===== SOURCE DOCUMENT =====
Japan and South Korea suspend sale of Canadian wheat after GMO wheat found in Alberta
05 July 20182 min reading
Japan and South Korea has suspended its tender and sale of wheat from Canada after grain containing a genetically modified trait was discovered last summer in Canada’s Alberta province. Genetically modified wheat is not allowed to be grown commercially anywhere.
Two Asian countries Japan and South blocked Canadian wheat following the discovery of a small number of genetically modified plants in southern Alberta. Japan suspended imports of Canadian wheat on June 15 after the Canadian Food Inspection Agency announced the discovery. South Korea followed suit on June 18. In 2016, Japan and South Korea temporarily suspended U.S. wheat imports after a similar GMO wheat finding.
=====
Continue the news report on Japan and South Korea suspending Canadian wheat sales, picking up after its final sentence.
===== GIVEN DATA =====
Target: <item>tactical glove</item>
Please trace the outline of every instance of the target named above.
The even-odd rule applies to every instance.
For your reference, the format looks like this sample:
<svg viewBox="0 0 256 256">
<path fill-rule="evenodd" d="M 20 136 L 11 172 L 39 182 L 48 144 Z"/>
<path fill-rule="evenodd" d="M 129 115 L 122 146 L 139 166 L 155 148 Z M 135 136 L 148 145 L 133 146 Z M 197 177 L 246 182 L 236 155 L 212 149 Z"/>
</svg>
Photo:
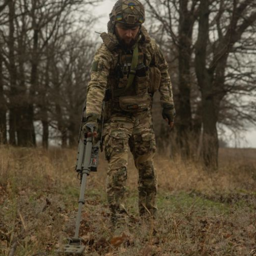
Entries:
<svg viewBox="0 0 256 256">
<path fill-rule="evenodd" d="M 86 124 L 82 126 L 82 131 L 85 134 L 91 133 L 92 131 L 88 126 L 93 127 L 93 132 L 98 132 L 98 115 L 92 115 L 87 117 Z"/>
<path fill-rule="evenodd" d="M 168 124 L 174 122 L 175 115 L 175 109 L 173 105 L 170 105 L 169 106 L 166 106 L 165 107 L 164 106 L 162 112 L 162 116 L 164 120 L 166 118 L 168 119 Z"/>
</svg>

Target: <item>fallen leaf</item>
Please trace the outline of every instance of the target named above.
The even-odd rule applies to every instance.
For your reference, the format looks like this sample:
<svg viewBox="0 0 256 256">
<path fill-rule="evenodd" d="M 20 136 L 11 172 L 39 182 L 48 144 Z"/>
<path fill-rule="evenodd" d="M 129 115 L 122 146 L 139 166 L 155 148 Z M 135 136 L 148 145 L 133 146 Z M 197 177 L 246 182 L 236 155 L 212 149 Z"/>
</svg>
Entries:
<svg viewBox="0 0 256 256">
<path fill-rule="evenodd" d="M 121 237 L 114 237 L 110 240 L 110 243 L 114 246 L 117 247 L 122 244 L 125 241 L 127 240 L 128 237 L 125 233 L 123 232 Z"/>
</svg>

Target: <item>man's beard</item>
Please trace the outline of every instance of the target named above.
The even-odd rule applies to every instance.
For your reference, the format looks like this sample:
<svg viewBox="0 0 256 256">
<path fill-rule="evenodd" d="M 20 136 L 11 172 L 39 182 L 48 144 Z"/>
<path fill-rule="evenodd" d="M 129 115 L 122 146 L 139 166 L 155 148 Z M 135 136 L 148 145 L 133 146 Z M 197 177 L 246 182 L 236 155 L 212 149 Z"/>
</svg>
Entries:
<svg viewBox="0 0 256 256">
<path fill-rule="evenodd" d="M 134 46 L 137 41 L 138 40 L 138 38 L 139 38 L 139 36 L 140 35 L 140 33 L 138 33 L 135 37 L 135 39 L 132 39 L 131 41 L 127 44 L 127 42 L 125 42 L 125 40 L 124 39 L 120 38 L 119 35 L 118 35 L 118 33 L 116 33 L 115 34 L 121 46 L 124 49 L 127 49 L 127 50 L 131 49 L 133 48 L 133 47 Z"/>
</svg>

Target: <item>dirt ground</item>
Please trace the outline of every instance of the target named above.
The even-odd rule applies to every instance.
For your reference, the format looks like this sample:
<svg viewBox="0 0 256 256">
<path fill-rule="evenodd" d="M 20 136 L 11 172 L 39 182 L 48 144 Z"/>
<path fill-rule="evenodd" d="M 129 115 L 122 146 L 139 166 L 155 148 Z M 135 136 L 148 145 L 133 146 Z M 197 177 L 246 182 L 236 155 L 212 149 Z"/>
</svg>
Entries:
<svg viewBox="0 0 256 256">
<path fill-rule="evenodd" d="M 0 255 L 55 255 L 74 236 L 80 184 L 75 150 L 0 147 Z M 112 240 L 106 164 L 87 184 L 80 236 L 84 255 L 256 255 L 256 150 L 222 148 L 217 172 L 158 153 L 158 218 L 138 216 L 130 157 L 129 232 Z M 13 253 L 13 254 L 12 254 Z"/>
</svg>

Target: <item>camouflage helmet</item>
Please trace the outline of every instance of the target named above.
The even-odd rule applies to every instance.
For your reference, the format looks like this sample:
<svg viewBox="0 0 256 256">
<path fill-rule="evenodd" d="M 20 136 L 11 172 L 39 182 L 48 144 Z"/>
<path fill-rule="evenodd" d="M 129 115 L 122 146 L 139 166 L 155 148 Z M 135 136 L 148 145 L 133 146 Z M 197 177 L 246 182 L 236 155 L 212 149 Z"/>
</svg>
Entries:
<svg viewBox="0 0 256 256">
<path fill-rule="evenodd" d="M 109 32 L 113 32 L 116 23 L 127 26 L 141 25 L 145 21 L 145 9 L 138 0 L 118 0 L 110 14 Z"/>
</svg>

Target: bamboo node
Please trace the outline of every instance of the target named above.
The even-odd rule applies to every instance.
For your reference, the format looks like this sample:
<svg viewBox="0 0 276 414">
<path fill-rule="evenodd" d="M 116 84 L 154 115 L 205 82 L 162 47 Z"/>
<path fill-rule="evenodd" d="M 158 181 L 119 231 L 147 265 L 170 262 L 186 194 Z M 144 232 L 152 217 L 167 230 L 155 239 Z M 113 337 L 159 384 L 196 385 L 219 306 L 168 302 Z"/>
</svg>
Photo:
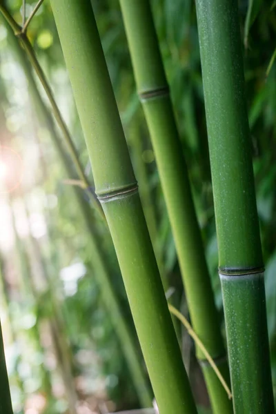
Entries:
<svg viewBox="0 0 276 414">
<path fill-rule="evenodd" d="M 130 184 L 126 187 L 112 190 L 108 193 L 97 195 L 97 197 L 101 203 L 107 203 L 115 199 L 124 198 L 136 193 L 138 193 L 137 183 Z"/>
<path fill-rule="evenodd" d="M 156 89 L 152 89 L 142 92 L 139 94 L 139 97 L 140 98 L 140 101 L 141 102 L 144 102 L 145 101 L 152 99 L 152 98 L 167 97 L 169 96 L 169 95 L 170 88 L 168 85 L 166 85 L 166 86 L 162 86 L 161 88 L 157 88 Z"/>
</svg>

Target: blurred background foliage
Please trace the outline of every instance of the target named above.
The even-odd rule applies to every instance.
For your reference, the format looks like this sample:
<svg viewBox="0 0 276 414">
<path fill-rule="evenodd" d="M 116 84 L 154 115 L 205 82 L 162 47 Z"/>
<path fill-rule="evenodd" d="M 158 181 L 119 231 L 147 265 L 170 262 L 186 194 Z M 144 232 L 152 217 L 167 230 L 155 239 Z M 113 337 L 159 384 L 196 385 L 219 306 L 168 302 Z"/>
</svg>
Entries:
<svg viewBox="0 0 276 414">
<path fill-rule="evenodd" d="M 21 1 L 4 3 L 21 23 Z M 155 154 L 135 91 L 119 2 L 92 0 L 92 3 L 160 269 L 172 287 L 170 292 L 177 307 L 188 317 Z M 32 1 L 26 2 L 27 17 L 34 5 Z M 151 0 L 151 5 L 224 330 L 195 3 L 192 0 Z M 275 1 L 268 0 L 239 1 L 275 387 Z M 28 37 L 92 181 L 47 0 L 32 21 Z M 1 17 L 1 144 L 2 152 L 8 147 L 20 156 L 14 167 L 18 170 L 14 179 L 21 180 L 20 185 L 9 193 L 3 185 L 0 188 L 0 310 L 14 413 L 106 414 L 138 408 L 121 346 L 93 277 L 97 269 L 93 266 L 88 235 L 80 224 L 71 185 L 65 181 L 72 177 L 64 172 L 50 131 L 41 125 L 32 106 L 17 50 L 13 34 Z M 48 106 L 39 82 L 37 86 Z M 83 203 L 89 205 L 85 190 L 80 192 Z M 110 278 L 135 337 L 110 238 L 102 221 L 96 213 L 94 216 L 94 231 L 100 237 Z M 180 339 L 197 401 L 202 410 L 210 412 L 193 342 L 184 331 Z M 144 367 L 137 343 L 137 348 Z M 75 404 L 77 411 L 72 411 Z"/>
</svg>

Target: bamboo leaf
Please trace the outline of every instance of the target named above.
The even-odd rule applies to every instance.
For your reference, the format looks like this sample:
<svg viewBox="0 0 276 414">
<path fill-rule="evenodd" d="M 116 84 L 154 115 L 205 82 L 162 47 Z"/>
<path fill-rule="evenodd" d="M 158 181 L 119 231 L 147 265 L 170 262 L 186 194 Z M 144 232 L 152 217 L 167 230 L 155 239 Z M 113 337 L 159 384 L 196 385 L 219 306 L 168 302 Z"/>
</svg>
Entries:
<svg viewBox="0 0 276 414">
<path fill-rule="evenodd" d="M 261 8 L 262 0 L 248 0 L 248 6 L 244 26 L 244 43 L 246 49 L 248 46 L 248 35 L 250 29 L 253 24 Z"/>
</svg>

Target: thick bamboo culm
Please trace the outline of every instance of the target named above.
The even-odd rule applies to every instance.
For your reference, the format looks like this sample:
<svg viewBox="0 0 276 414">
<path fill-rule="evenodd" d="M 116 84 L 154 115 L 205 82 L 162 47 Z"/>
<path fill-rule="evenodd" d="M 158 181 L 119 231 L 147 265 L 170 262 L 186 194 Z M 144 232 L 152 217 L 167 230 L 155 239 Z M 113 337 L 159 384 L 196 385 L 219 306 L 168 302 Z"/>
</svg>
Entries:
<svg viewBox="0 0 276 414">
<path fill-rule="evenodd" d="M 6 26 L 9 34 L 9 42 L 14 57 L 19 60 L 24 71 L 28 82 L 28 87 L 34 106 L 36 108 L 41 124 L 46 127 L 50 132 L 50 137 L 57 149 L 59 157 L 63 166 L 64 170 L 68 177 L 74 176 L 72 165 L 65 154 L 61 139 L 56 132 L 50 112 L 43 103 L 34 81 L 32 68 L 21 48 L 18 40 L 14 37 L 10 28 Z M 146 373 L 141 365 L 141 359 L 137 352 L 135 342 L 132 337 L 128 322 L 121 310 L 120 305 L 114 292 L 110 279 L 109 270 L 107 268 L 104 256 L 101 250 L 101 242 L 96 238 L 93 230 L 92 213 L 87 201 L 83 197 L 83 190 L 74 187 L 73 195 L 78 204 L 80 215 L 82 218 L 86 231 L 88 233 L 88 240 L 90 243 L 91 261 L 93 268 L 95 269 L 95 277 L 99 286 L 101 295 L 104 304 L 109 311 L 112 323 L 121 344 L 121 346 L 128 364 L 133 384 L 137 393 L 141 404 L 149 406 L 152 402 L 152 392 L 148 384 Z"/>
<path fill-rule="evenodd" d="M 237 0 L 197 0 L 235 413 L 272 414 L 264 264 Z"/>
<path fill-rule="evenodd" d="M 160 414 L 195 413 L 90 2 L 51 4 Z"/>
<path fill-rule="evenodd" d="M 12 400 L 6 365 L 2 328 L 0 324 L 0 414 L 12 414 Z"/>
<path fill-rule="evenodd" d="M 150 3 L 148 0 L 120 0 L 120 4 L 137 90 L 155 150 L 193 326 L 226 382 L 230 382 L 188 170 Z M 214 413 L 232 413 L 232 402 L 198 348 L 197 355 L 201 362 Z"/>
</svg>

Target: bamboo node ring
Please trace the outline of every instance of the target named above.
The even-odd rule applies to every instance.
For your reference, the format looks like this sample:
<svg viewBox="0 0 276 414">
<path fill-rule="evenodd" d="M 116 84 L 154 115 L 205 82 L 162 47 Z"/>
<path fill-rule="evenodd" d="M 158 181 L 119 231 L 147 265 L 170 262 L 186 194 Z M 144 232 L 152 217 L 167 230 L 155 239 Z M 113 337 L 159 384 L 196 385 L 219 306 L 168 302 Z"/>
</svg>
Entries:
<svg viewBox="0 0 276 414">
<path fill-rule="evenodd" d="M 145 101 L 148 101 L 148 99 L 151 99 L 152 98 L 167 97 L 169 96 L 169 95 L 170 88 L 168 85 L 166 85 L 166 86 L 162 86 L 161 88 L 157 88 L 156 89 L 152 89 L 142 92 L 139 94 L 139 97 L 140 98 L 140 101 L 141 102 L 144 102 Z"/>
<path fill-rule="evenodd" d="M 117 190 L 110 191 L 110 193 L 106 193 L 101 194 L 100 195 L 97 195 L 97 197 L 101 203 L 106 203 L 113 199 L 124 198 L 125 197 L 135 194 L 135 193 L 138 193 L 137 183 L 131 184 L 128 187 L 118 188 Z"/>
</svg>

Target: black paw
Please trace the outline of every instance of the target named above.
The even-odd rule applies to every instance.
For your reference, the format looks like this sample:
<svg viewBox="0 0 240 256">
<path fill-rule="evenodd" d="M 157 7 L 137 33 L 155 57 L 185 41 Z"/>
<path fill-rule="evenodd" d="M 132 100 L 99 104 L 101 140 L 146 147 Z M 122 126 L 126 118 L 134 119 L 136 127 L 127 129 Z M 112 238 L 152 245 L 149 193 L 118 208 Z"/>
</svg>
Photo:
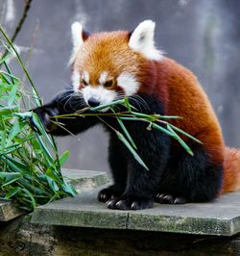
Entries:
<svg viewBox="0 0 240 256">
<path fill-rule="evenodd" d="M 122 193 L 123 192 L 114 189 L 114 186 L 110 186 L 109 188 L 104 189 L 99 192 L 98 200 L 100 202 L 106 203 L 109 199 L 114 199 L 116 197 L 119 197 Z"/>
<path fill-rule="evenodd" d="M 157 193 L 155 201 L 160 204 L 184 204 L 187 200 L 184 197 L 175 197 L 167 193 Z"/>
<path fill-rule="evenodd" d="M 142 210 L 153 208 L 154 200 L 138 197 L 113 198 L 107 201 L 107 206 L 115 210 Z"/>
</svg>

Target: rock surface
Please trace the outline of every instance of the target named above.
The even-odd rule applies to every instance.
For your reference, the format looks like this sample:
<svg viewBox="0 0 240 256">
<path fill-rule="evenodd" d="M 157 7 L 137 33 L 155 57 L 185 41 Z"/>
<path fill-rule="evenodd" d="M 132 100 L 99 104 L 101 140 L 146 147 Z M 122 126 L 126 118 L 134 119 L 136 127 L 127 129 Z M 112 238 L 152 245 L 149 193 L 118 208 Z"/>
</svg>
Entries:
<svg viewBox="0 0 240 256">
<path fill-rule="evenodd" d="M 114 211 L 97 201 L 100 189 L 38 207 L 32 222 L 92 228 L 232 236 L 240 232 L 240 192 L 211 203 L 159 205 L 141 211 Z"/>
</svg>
=====
» **OUTPUT FOR THIS EXERCISE**:
Japan is Canada’s second largest market for the grain. Japan is one of the top importers of Canadian wheat at around 1.5 million tonnes a year and tends to buy the highest-quality grain at premium prices, said Cereals Canada president Cam Dahl. South Korea imports around 235,000 tonnes a year. Japan bought $203 million worth of wheat last year from Alberta, according to provincial agriculture statistics. South Korea imported about $20 million in Alberta wheat last year.
Canada is one of the world’s largest wheat exporters. Adding he’s hopeful the suspension won’t last for long Dahl said there have been no indications so far that the European Union and China would be making similar moves. Canada’s trade minister François-Philippe Champagne says he has personally reassured his European Union counterpart after genetically modified wheat was found in Alberta and is not expecting a trade disruption.Losing Japanese and Sout Koreans buyers, who pay a premium for high-quality, high-protein wheat, hurts Canada and creates opportunities for U.S. and Australian wheat exporters.